▸ Required work: Word for word, write the lines below out again, with no pictures.

*** Dataset content ***

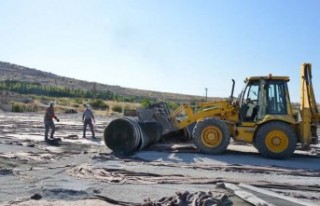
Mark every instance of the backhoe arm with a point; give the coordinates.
(308, 107)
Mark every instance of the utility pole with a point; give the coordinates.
(206, 94)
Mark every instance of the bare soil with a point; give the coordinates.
(81, 171)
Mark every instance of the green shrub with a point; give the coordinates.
(99, 104)
(117, 108)
(18, 108)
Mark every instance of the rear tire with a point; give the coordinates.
(276, 140)
(211, 136)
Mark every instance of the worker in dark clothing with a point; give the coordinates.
(48, 121)
(87, 119)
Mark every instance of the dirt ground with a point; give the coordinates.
(79, 171)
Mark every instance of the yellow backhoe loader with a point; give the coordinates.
(262, 115)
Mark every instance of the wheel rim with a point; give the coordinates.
(211, 136)
(277, 141)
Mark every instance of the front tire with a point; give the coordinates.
(276, 140)
(211, 136)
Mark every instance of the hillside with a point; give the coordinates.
(9, 71)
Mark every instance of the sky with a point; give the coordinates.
(178, 46)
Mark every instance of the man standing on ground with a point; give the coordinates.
(48, 121)
(87, 119)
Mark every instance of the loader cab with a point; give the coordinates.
(264, 96)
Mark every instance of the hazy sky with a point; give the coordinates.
(179, 46)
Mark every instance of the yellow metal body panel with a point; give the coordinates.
(223, 110)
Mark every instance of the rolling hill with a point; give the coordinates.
(9, 71)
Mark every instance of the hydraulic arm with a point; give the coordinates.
(308, 108)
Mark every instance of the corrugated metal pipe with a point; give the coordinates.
(127, 134)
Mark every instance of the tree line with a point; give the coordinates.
(59, 91)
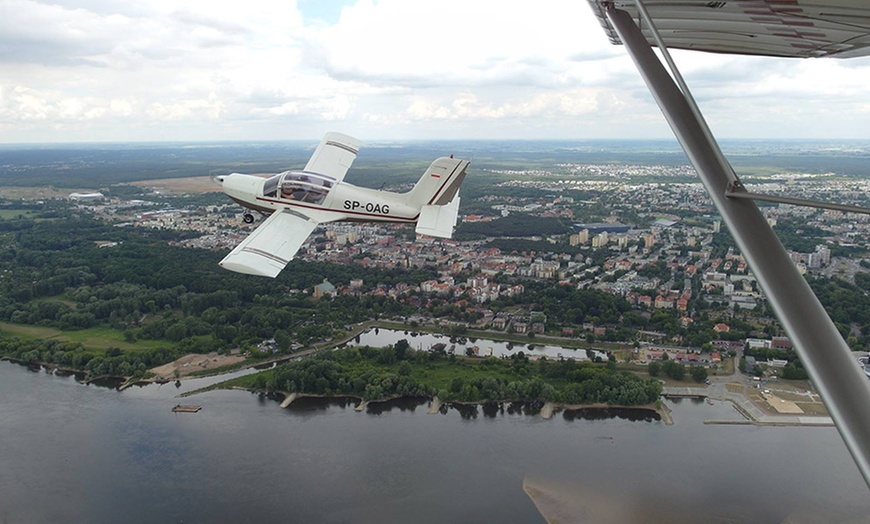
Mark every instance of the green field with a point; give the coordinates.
(12, 214)
(97, 339)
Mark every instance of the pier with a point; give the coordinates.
(181, 408)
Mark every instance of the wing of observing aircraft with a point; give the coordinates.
(785, 28)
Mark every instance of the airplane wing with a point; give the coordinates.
(271, 246)
(333, 156)
(787, 28)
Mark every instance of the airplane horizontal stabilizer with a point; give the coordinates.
(267, 250)
(438, 221)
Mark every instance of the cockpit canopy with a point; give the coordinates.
(296, 186)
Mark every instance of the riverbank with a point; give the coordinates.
(547, 409)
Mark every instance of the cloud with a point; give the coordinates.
(159, 69)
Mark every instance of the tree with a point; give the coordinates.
(699, 373)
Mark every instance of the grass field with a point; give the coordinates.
(12, 214)
(98, 338)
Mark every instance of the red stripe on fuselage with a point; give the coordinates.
(385, 218)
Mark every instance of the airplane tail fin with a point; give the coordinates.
(437, 194)
(439, 183)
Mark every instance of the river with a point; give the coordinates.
(76, 453)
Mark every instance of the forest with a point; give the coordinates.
(398, 370)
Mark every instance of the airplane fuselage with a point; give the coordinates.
(339, 202)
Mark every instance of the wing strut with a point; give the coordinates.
(823, 352)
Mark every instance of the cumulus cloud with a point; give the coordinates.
(159, 69)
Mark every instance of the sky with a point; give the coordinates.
(204, 70)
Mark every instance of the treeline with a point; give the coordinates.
(515, 225)
(380, 373)
(53, 273)
(116, 362)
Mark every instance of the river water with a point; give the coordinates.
(76, 453)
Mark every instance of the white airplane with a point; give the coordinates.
(297, 201)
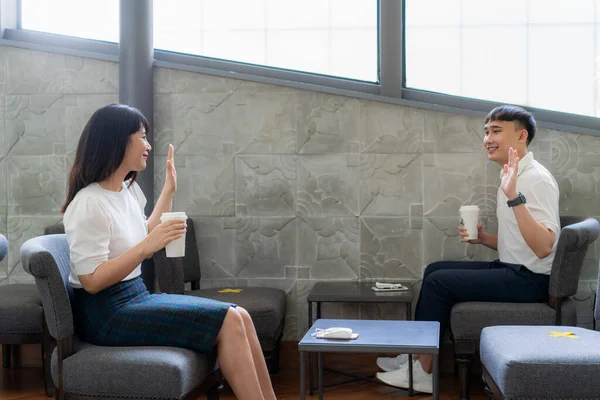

***

▸ Completed exercise:
Mark every instance of the backhoe arm with a point; give the coordinates.
(308, 107)
Mark every instance of the utility pole with a point; give the coordinates.
(206, 94)
Mark every instance of the bare soil with a point; give the coordinates.
(81, 171)
Mark every instance of the green shrub with a point; give the coordinates.
(99, 104)
(117, 108)
(18, 108)
Mark every instance of the rear tire with a point; give the coordinates.
(276, 140)
(211, 136)
Mark every instance of the worker in dark clothing with a point; give the coordinates.
(48, 121)
(87, 119)
Mark every instance of the dirt ground with a point; give the coordinates.
(79, 171)
Mark every instance of the yellow backhoe loader with a point; give the coordinates.
(262, 115)
Mark every instance of the wheel rim with a point; give the coordinates.
(211, 136)
(277, 141)
Mark every instance of the front tire with a point; give the coordinates.
(276, 140)
(211, 136)
Mark every instance of the hillside with a point; give the coordinates.
(9, 71)
Mark every instance of the sky with a point; give the coordinates.
(178, 46)
Mark every instance of the man standing on ground with a point; give the coordinates.
(48, 121)
(87, 119)
Mark every instance of the loader cab with a point; give the coordinates.
(264, 96)
Mark every instance of the hazy sky with a point; give the coordinates.
(179, 46)
Mark every instance of the yellow metal body panel with a point; give the coordinates.
(223, 110)
Mark every instance of the rolling hill with a point; give the coordinates.
(9, 71)
Mark every instance of the hydraulic arm with a point; give the coordinates.
(308, 108)
Mark every instance of the corrugated metal pipe with a point; give the coordinates.
(127, 134)
Mark every instance of the tree line with a point; give the coordinates.
(59, 91)
Mark every instance of the green field with a point; give the coordinates.
(12, 214)
(97, 339)
Mark every instance of the pier with a point; give the coordinates.
(181, 408)
Mark every instance of the wing of observing aircraft with a point; give the coordinates.
(785, 28)
Mark every instance of the airplane wing with a point; give the coordinates.
(271, 246)
(333, 156)
(787, 28)
Mark every instance of the airplane horizontal stabilizer with a point; give the coordinates.
(267, 250)
(438, 221)
Mark every instance of the cockpit canopy with a point; give the coordinates.
(296, 186)
Mark every instance of the riverbank with a point; give the coordinates.
(547, 409)
Mark every instance of the cloud with a point; give the coordinates.
(159, 69)
Mark every instance of the tree with a point; give the coordinates.
(699, 373)
Mark every instance of the grass field with a point; give the coordinates.
(12, 214)
(98, 338)
Mark every instance of the red stripe on fuselage with a point; give the coordinates.
(385, 218)
Mark every instance of the airplane tail fin with a point; give the coordinates.
(437, 194)
(439, 183)
Mark every instance of the river with a point; give the coordinates.
(76, 453)
Mark every instance of the forest with a point; give the coordinates.
(398, 370)
Mark every instance of the airplane fuselage with a point; give the coordinates.
(339, 202)
Mark every instance of the wing strut with a point; give the coordinates.
(823, 352)
Mark every instance of the cumulus cloud with a point; give the coordinates.
(159, 69)
Mark every instance of the sky with a point; give the coordinates.
(204, 70)
Mark every instance of the treeline with a point; give the coordinates.
(515, 225)
(380, 373)
(53, 273)
(116, 362)
Mark every instance of the river water with a point; give the coordinates.
(76, 453)
Mark every instance of the white airplane with a point; give the coordinates.
(297, 201)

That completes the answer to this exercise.